What needs to be done »
Pick out and copy every line below that contains the string "instance". Treat the match as case-sensitive.

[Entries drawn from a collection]
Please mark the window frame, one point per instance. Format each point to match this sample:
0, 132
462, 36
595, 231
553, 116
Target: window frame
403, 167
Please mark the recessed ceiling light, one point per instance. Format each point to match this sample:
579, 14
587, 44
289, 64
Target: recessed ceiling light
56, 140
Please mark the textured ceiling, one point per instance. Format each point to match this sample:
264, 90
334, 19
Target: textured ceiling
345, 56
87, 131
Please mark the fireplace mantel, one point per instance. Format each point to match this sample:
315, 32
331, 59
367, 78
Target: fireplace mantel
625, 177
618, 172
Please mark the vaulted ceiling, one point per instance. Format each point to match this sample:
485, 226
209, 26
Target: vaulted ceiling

---

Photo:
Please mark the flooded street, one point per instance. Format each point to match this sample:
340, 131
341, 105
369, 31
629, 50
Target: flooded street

The output »
Please mark the window frame, one point per instance. Format each point to match this sample:
Please mark the recessed ceiling light, one point per instance. Format each point to match this sample:
Please mark the textured ceiling, one point per instance. Format each point to match this sample:
Please mark the fireplace mantel, one point per instance. Format each point to match this sample:
Please mark the vaulted ceiling, one point per instance. Format each point to match this sample:
Please mark the flooded street, one point per instance. Format each point to match this sample:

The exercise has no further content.